_What you will do_. Return the entries exactly as they appear.

_Extracted information_.
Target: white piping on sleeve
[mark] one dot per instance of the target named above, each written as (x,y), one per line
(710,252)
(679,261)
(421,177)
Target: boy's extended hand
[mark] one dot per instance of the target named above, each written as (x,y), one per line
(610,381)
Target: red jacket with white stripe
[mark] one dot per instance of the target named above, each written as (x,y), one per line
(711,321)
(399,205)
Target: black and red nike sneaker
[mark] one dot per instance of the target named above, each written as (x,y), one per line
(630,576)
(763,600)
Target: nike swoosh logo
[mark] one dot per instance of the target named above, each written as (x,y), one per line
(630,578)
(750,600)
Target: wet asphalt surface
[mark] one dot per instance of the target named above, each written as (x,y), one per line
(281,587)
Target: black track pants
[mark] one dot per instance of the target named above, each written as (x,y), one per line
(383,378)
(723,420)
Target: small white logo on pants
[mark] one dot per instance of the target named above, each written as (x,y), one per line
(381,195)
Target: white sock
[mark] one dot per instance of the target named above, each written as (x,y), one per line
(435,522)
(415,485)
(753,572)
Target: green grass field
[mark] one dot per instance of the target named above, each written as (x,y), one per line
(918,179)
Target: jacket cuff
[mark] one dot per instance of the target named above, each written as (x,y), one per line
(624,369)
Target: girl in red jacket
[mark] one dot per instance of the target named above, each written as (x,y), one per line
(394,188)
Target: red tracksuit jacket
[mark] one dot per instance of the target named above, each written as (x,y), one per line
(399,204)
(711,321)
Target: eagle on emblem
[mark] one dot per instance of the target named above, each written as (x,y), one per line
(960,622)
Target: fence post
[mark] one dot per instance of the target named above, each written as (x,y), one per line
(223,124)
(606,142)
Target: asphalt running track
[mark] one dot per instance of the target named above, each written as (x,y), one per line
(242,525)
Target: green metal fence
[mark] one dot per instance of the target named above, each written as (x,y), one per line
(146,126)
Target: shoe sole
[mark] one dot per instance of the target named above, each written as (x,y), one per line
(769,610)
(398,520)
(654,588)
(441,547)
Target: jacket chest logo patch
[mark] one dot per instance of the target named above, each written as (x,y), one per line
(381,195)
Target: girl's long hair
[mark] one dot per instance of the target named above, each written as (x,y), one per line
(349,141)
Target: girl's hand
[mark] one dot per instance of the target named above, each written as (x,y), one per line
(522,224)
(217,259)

_Exercise result_.
Target: white piping on sleeve
[mark] one dot per instance of the target named above, each written as (x,y), one per line
(710,252)
(679,261)
(421,177)
Target: boy's extended hand
[mark] one dot per instance of the target named above, each written as (x,y), one per line
(610,381)
Target: red jacket with white stripe
[mark] one dot per instance of the target named above, each written as (x,y), one per line
(711,321)
(399,205)
Target: black and red nike sneaker
[mark] one dot per instance of the target named above, each written as (x,y), one per line
(630,576)
(763,600)
Target: nike swoosh logo
[mark] one dot per instance of the target named above, each written as (x,y), one per line
(630,578)
(750,600)
Target: wet asphalt surface
[mark] one dot per instance of the target named above, each written as (x,y), one per line
(281,587)
Target: black track pants
[mark] one dot per instance of the target named above, each written as (x,y), one per line
(383,378)
(723,420)
Target: small white logo on pants
[mark] one dot per instance of the target named above, each written as (x,y), one per line
(381,195)
Target: white sock
[mark] one dot per instance of the target named above, each written as (x,y), one per line
(435,522)
(415,485)
(753,572)
Target: green grass field
[mark] one dot per instance of the target named above, each written as (x,y), one per line
(918,179)
Target: jacket cuff
[mark] one dot per instance of the target named above, each written as (x,y), one per line
(624,369)
Target: girl in red jacket
[mark] one dot per instance of the target named above, each written as (x,y), one per line
(394,188)
Target: red tracksuit jacket
[mark] one dot per instance of the target named above, each written as (x,y), one per line
(399,204)
(711,321)
Target: eagle on emblem
[mark] one dot per instance of the target named above, each written as (x,y), one per line
(960,622)
Target: fence post
[mark] one dot per instance of the target named above, each written as (x,y), one per line
(223,124)
(606,142)
Target: asphalt running track
[mark] one dot per instance of the target named above, each written as (x,y), one per line
(242,525)
Target: green metal fence
[mark] one dot per instance of the target named above, each written as (x,y), one per line
(146,126)
Target: shoe sole
[mark] one dot per instance of the target named above, each written as (x,y), one per line
(769,610)
(398,520)
(654,588)
(441,547)
Target: jacket chest logo patch
[mark] one dot per instance of the target named above, each written as (x,y), one per line
(381,195)
Target: girl's long hair
[mark] one dot per instance of the target named above, each written as (x,y), one per line
(349,141)
Target: girl's hand
[mark] one dot per instance of the target named above, each written as (x,y), one per line
(522,224)
(217,259)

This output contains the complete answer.